**Given exercise:** Print, with no changes, the lines of the data below that run from the line containing "Can you find the tall" through the line containing "[[379, 99], [96, 108]]", including both of those lines.
[START OF Provided information]
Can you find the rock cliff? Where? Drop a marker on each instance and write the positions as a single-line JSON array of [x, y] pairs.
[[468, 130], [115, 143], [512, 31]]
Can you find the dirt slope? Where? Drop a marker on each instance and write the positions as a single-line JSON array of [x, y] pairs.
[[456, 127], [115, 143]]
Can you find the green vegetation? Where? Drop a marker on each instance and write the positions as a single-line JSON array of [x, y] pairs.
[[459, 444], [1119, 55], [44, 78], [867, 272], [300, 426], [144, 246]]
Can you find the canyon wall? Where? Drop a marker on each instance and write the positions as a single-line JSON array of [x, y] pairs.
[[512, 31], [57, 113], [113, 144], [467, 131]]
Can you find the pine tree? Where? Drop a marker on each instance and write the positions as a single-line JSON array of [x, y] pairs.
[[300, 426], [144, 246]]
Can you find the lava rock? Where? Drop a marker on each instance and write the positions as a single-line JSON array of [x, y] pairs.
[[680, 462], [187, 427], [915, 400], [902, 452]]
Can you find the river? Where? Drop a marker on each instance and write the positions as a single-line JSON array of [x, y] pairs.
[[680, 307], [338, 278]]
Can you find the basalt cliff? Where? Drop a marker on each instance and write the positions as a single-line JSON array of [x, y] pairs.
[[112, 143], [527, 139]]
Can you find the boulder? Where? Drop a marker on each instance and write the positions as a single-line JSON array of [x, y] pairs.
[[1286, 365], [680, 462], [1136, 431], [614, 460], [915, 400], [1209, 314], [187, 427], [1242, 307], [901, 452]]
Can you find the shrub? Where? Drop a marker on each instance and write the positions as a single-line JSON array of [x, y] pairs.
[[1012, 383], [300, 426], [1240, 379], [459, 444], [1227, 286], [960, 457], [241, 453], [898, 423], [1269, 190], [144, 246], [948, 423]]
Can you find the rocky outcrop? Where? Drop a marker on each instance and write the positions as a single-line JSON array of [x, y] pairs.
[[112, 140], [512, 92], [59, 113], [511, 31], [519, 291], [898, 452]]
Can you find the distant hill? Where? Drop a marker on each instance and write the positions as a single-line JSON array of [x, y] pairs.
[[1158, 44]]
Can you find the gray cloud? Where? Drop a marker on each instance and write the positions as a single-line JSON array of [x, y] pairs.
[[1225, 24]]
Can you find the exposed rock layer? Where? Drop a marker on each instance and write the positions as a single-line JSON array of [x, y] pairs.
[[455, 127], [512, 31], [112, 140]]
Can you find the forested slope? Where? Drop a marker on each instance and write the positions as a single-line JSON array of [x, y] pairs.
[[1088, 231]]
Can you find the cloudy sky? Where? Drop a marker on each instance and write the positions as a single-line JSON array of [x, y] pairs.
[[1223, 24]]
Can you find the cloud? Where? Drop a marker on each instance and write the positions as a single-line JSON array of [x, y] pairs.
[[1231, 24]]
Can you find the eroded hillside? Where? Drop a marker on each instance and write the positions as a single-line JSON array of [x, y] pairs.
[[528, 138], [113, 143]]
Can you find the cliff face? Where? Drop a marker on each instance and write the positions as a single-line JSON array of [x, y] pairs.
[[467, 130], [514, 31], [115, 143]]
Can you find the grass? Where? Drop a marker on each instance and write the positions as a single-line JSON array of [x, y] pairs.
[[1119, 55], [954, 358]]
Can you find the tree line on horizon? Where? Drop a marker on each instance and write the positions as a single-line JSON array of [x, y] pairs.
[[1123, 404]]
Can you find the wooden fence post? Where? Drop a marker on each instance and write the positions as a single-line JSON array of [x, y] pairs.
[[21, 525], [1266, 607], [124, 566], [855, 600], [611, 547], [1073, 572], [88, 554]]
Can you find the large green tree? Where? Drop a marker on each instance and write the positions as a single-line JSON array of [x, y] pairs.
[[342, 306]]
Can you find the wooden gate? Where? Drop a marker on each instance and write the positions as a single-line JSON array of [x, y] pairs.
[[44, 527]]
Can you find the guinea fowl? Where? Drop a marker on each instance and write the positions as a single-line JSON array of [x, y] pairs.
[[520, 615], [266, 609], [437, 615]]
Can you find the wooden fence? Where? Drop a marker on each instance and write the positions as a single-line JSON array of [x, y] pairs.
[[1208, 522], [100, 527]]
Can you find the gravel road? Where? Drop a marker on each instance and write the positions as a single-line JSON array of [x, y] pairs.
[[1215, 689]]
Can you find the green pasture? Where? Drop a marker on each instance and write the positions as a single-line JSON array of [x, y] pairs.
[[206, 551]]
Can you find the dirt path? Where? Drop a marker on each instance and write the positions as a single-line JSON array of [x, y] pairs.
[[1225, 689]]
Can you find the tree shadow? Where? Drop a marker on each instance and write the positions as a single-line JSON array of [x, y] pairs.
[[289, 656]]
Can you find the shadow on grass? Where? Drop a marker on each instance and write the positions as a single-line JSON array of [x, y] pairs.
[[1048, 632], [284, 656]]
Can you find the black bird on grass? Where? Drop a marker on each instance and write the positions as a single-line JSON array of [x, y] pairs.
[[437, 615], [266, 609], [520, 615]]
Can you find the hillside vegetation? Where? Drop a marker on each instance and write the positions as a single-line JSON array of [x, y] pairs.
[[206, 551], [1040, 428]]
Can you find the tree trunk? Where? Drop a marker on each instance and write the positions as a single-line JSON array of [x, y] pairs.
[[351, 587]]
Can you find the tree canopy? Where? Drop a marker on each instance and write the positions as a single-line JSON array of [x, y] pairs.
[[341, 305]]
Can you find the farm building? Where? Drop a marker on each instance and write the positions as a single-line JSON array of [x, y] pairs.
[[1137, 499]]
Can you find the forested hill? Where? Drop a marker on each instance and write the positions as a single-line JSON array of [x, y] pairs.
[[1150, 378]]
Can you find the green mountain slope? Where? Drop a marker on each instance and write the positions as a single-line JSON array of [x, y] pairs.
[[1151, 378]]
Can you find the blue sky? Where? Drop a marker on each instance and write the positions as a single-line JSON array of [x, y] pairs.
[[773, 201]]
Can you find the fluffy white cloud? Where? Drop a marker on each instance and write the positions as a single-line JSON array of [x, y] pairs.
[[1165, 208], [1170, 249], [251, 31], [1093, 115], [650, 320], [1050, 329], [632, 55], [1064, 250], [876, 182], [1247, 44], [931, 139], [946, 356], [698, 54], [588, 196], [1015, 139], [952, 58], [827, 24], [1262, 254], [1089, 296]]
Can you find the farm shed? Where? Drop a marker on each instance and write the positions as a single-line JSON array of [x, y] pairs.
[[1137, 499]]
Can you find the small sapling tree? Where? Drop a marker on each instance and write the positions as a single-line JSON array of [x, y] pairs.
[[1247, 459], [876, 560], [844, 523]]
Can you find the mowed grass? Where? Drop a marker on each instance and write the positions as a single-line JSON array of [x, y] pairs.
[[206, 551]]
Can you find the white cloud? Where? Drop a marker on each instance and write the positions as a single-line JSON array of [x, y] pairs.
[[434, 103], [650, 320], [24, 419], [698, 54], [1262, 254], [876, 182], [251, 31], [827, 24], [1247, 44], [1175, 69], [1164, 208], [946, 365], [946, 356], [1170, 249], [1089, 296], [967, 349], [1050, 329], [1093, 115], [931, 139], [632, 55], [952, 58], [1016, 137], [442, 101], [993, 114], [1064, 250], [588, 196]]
[END OF Provided information]
[START OF Provided information]
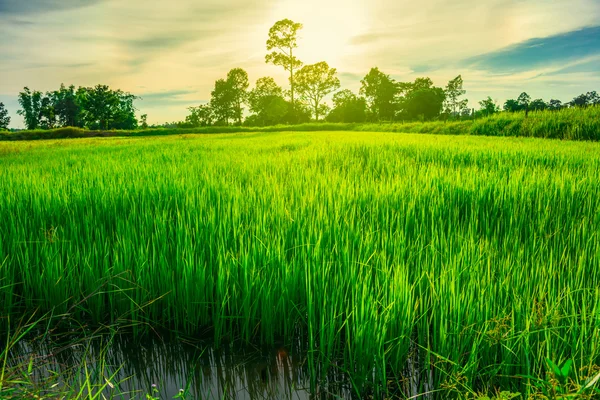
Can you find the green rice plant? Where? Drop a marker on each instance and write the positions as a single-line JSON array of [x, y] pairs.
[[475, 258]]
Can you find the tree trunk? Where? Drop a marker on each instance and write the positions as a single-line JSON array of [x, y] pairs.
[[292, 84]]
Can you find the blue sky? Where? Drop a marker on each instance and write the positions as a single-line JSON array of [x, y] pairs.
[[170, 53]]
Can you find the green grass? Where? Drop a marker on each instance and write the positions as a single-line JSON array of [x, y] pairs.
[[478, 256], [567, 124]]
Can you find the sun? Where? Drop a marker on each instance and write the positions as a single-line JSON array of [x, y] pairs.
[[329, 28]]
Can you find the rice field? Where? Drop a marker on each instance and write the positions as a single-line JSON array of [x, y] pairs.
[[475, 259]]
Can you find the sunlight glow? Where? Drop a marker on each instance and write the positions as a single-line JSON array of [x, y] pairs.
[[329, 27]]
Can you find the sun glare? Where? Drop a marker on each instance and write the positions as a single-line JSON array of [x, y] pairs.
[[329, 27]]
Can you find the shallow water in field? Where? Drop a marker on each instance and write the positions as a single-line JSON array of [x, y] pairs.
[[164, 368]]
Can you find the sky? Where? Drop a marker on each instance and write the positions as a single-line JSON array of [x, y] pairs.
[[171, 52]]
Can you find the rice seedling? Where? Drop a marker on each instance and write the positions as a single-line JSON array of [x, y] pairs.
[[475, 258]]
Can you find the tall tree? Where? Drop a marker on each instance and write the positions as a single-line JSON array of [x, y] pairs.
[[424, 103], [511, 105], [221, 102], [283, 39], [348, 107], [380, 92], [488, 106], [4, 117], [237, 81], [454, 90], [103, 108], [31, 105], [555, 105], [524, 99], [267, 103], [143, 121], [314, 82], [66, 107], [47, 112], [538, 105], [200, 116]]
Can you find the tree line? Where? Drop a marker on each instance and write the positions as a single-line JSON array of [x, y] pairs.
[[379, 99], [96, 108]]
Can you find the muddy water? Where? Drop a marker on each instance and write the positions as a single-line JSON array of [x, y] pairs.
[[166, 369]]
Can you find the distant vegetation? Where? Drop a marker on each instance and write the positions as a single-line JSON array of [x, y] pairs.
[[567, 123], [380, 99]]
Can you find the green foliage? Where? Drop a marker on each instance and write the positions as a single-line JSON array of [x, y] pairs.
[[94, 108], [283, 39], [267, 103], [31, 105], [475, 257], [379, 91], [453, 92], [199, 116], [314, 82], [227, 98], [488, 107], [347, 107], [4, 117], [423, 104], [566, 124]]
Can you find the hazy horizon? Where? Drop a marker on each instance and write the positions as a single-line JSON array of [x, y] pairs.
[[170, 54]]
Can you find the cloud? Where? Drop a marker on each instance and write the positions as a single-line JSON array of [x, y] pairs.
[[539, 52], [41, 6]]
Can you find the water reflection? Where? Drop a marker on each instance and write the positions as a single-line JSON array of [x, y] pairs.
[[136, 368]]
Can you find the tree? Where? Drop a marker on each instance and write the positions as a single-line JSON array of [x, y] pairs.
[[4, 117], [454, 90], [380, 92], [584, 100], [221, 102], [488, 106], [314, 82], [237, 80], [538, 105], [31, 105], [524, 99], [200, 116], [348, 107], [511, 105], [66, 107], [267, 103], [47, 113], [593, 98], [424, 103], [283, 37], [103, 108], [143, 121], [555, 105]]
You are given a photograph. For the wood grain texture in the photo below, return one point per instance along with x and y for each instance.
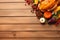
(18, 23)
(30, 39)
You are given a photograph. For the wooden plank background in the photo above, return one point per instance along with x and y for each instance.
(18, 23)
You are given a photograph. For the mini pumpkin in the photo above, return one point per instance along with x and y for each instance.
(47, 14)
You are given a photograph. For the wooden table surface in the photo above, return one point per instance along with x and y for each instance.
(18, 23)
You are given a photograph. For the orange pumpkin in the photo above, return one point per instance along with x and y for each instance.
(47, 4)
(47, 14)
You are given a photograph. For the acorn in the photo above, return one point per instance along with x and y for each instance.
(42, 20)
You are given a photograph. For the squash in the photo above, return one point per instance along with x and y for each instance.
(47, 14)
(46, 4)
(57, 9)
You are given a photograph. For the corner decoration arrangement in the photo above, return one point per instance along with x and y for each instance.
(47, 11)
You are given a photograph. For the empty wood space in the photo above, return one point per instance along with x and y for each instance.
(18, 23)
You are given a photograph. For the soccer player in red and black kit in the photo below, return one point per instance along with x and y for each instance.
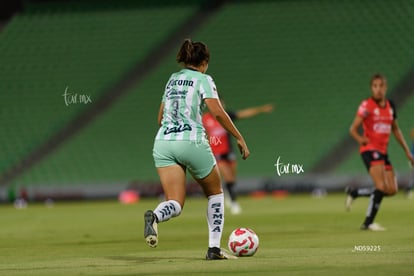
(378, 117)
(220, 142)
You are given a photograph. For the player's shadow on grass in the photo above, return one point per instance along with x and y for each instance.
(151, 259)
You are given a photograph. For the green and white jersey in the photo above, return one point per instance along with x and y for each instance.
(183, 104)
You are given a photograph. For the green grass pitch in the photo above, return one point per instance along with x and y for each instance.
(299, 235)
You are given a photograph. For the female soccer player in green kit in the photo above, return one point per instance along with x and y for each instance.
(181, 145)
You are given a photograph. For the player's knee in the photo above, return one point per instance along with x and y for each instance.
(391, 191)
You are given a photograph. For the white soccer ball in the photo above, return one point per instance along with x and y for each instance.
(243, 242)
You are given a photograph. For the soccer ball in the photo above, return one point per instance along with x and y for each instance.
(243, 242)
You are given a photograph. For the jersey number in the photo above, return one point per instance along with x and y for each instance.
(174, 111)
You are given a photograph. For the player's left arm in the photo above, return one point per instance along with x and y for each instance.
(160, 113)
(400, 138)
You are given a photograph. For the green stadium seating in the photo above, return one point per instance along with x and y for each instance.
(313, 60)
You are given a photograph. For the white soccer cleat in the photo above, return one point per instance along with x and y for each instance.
[END OF Provided information]
**Solution for this exercise:**
Can you find the tall tree? Where? Drop a marker on each instance and write the positions as a single-line JSON array of [x, y] pairs.
[[424, 103], [511, 105], [221, 102], [283, 39], [348, 107], [380, 92], [488, 106], [4, 117], [237, 81], [454, 90], [103, 108], [31, 105], [555, 105], [524, 99], [267, 103], [143, 121], [314, 82], [66, 107], [47, 112], [538, 105], [200, 116]]
Can you find the tree line? Where? Drop a marker on each instance and write the positions as a single-line JSON array of [x, y] pairs.
[[379, 99], [96, 108]]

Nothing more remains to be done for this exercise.